Study text.
To experimentally demonstrate the approach, the authors collect a dataset of 128 real clinical surgery reports, as shown below. To enhance physician agent performance, they enriched the operative reports with additional contextual information, including basic information, patient history, and MRI findings. The authors also use a Simulated Surgery Report Dataset that consists of 1,000 simulated surgical reports generated through multiple SurgBox simulation processes.
The performance of SurgBox is assessed using two specialized evaluation metrics:
Surgical Route Accuracy: This metric measures the capability of LLM-based agents to determine the optimal surgical route for a given patient’s condition. The system’s selections are compared against the judgments of experienced neurosurgeons.
Surgical Plan Accuracy: This metric evaluates the ability of LLM-based agents to accurately plan and execute the entire surgical procedure.
The table below shows that SurgBox consistently maintained a superior completion rate, particularly in Stage 2 and 3. Concurrently, its accuracy remained elevated throughout all stages, with notably high and stable performance in the later stage, indicative of its robustness and reliability in complex surgical scenarios. Generally, the completion rate and accuracy of all models declined as stages progressed, reflecting the escalating complexity and challenges in the later phases of the surgical process. In contrast, while SurgBox exhibits a marginal decrease in completion rate, its accuracy diminished less significantly, demonstrating superior consistency and adaptability.

Directions for this task. Please continue the SurgBox evaluation passage with a few sentences that follow on from its final one.

Data block.

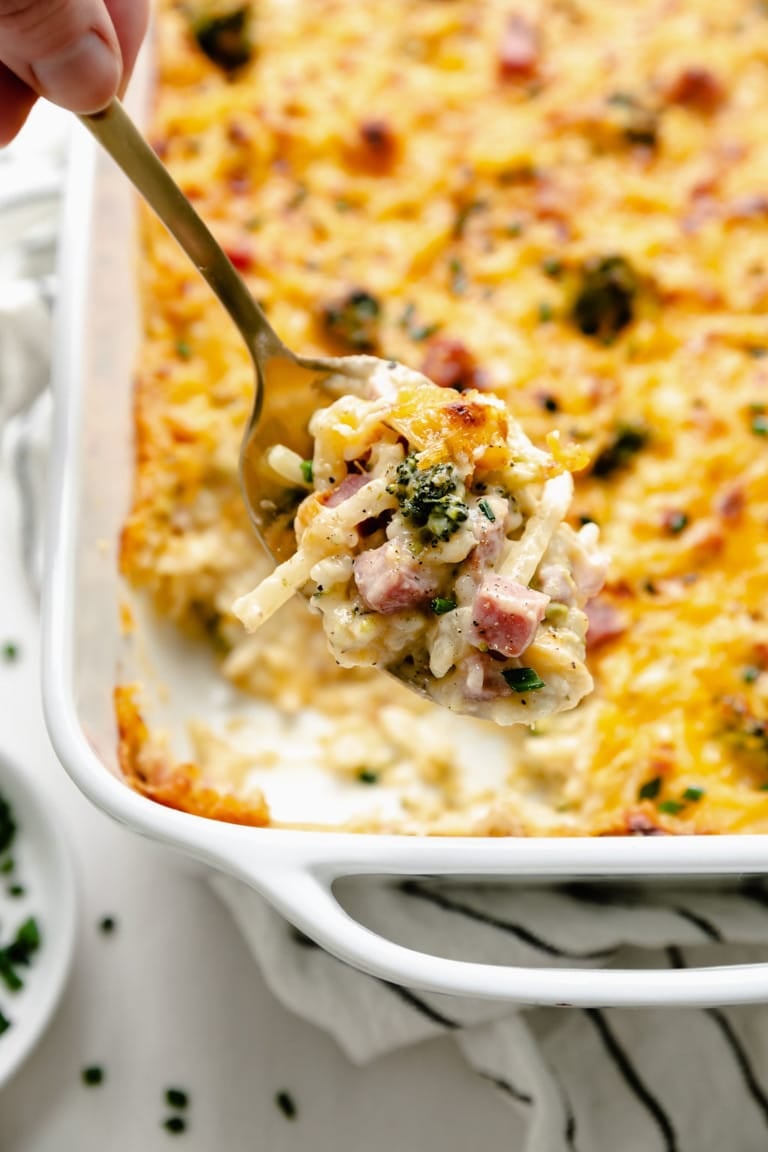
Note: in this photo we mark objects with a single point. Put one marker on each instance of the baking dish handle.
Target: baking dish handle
(306, 899)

Your response.
Despite its potential, Surgery Copilot exhibits limitations, as detailed in Table IV below. A primary concern is the misclassification of the initial surgical approach, reflecting deficiencies in accurately assessing the extent of tumor invasion, patient-specific physiological and anatomical factors, and associated surgical risks. Furthermore, the system demonstrates the difficulty in managing concurrent intraoperative events, highlighting limitations in prioritizing and orchestrating appropriate responses to complex scenarios, exemplified by simultaneous cerebrospinal fluid leaks and hemorrhages. Additionally, the observed phenomenon of hallucinatory diagnoses pertaining to rare pathologies, wherein common intraoperative findings are misclassified, shows limitations in the system’s capacity for interpretation of subtle anatomical details and real-time intraoperative observations.
In closing this musing, I want to note that, despite its promises, this system is still heavily dependent on language. It would be great if some of its findings could be further validated (for example, on bigger datasets), and if some kind of experiment could be done in an embodied setting. Nevertheless, this work shows that LLMs have great potential in medicine, and if the needle can be moved even a little bit, we are going to be better off for it.